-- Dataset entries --
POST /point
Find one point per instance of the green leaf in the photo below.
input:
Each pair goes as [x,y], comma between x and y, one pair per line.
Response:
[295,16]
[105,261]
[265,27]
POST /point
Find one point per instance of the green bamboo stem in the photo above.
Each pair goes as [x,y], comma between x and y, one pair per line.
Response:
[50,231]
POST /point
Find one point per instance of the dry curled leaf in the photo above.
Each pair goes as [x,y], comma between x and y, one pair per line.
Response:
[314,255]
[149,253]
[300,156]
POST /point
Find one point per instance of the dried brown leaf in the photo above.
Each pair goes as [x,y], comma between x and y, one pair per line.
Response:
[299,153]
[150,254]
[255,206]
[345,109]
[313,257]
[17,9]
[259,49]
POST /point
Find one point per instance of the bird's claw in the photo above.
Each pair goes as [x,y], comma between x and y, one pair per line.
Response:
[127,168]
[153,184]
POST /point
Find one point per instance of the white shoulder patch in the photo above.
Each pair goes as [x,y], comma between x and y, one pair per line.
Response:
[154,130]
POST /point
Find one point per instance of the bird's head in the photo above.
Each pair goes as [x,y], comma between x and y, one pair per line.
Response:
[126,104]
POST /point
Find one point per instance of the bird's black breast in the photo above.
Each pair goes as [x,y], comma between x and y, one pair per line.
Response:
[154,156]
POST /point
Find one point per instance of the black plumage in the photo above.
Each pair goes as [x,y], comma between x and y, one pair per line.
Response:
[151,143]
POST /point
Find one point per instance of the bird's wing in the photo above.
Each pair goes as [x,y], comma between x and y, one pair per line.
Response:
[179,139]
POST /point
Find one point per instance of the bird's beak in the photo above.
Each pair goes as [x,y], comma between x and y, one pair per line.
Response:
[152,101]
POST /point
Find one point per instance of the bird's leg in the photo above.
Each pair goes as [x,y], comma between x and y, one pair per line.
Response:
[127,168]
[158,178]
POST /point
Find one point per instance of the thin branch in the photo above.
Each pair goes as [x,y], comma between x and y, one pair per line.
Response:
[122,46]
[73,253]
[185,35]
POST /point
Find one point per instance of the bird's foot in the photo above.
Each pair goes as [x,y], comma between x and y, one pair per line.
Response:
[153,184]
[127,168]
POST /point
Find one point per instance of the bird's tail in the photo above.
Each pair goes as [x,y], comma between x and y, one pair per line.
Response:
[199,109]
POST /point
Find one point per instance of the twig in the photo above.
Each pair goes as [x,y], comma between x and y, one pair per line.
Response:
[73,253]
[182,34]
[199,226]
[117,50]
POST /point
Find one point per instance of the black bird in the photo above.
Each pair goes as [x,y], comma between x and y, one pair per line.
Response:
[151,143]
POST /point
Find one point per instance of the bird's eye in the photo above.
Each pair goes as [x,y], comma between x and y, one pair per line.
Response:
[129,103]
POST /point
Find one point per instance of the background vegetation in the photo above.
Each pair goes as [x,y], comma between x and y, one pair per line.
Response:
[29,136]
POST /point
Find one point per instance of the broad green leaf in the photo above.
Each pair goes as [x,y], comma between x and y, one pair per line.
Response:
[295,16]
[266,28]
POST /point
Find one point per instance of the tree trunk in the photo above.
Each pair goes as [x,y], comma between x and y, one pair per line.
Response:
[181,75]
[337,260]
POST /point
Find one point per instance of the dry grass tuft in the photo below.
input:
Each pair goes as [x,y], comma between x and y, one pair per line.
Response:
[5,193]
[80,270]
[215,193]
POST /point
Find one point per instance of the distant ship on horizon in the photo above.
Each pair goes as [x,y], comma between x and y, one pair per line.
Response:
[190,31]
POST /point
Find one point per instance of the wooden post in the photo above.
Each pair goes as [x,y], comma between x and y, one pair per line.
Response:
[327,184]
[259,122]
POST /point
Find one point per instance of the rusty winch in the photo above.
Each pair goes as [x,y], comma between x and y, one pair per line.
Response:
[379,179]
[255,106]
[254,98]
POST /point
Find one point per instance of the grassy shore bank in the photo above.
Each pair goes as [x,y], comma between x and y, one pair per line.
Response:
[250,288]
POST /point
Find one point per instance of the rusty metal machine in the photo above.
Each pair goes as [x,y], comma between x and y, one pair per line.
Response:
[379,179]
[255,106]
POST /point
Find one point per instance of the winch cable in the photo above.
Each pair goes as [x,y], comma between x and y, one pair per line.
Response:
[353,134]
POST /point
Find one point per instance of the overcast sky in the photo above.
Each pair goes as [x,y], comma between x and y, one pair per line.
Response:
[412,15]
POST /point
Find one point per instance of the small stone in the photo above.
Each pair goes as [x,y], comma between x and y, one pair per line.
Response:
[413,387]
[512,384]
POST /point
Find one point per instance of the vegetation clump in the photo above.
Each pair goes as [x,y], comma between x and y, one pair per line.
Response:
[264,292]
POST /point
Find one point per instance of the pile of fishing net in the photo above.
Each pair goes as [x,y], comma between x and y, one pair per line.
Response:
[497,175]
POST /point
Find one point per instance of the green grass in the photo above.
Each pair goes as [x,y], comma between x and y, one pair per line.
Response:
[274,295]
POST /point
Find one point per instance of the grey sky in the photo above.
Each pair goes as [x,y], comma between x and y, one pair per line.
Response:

-- YOUR INSTRUCTIONS --
Using the data above, output each line exactly.

-- RESPONSE --
POST /point
Find one point per instance of the green leaf in the photo below.
input:
Each pair goes as [x,y], comma between x and y, one pair per line.
Response:
[295,16]
[105,261]
[265,27]
POST /point
Find one point per instance of the green bamboo stem in the photo above.
Each pair goes as [x,y], comma between x and y, one pair per line.
Response:
[50,231]
POST /point
Find one point per instance of the dry curled leaf in the photo above.
Each pair goes as [x,y], comma between x and y, one pair per line.
Response:
[314,255]
[149,253]
[300,156]
POST /point
Find one point per instance of the dried brown leaf in the photo above.
Each pair goes as [x,y], comma between x and y, one pair per line.
Response:
[299,153]
[150,254]
[255,206]
[345,109]
[313,257]
[17,9]
[259,49]
POST /point
Find one point per instance of the bird's claw in the photo above.
Each pair goes as [x,y], comma between x and y, one pair per line.
Response:
[127,168]
[153,184]
POST /point
Find one point per instance of the white shoulder patch in the photo above.
Each pair goes as [x,y], comma between x and y, one pair per line.
Response:
[154,130]
POST /point
Find one point per instance of the bird's head in the photo above.
Each pair goes as [x,y], comma between x and y, one pair per line.
Response:
[126,104]
POST /point
Find one point per instance of the bird's black breast in the photo above.
Each pair goes as [x,y], comma between x and y, one pair per line.
Response:
[154,156]
POST /point
Find one point per instance of the black plumage in the photo above.
Each pair goes as [x,y], comma between x and y, one pair per line.
Response:
[151,143]
POST /point
Find one point per instance of the bird's wing in the photo above.
Each pair goes as [x,y], comma between x and y, one pair per line.
Response:
[179,139]
POST /point
Find one point per instance of the bird's beak in the photo above.
Each pair goes as [x,y], comma between x and y, one pair per line.
Response:
[152,101]
POST /point
Find one point per instance of the bird's leg in the photo above.
Each pair goes as [x,y], comma between x and y, one pair per line.
Response:
[127,168]
[158,178]
POST /point
Find one point per instance of the thin branch in the photo above.
Each pair goes as [x,y], comma between x and y, one pair per line.
Response:
[122,46]
[73,253]
[185,35]
POST /point
Find one point per instance of the bird's foot in the photo above.
Each pair goes as [x,y], comma between x and y, one pair per line.
Response:
[153,184]
[127,168]
POST /point
Find one point per instance of the bird's tail in the photo above.
Each pair goes as [x,y], comma between x and y, one pair per line.
Response:
[199,109]
POST /point
Find one point per instance of the twig in the photo above.
Each pair goes as [x,y], comma between x and y, one pair per line.
Response:
[73,253]
[182,34]
[199,226]
[117,50]
POST /point
Find one point per instance of the black bird in the photo above.
Each pair goes as [x,y], comma between x and y, one pair per line.
Response:
[151,143]
POST /point
Find one point per instance of the bird's eye in the photo above.
Each pair goes as [x,y], comma between x and y, one pair per line.
Response:
[129,103]
POST /point
Find one point per instance of the background vegetation in the photo above.
Each pair goes as [x,y], comma between x and y, one pair per line.
Response:
[29,136]
POST /point
Find one point per instance of the broad green leaf in the photo above.
Each pair goes as [x,y], comma between x and y, one pair per line.
Response:
[295,16]
[266,28]
POST /point
Find one point per instance of the tree trunk in the photo above.
Each pair goes as [x,y], comma between x and y, one pair per line.
Response:
[181,75]
[337,260]
POST /point
Find one point per instance of the dry grass tuft in the photo below.
input:
Each pair goes as [x,y], comma between x and y, one pair per line.
Response:
[5,193]
[80,270]
[215,193]
POST /point
Find one point per instance of the distant ship on horizon in the photo above.
Each pair goes as [x,y], comma between x and y, one pair per line.
Response:
[190,31]
POST /point
Find one point per instance of the wooden post in the photo above.
Each pair goes as [x,y], comma between x and y, one pair per line.
Response:
[327,184]
[259,122]
POST /point
Find one point per instance of the rusty winch in the photo above.
Each pair goes as [x,y], comma between x and y, one pair per line.
Response:
[379,179]
[255,106]
[254,98]
POST /point
Find one point per instance of the grassy shore bank in the photo above.
Each pair goes as [x,y], comma between x and y, one pair per line.
Response:
[250,288]
POST /point
Find one point per instance of the rusty metal machine in the photo above.
Each pair goes as [x,y], comma between x and y, one pair per line.
Response:
[379,179]
[255,106]
POST /point
Find one point per instance of the winch cable in the photo above.
Each pair goes as [x,y], comma between x and y, one pair per line.
Response:
[353,134]
POST /point
Find one point per instance of the overcast sky in the photo above.
Each pair goes as [x,y], comma between x and y, one pair per line.
Response:
[412,15]
POST /point
Find one point per instance of the small stone in the photo above.
Each pair goes as [x,y], comma between x and y, one pair per line.
Response:
[413,387]
[512,384]
POST /point
Find one point per instance of the vegetation clump in the photo above.
Each pair goes as [x,y], comma between x and y, one pair per line.
Response:
[264,292]
POST /point
Find one point per instance of the pile of fishing net in the photo above.
Each pair goes as [x,y], comma between x and y, one pair per line.
Response:
[497,175]
POST /point
Find one point per instance of the green grass in the photo above.
Each pair goes as [x,y], comma between x and y, one pair per line.
Response:
[274,295]
POST /point
Find one point per instance of the grey sky in the photo above.
Each pair goes as [x,y], comma between x and y, one pair per line.
Response:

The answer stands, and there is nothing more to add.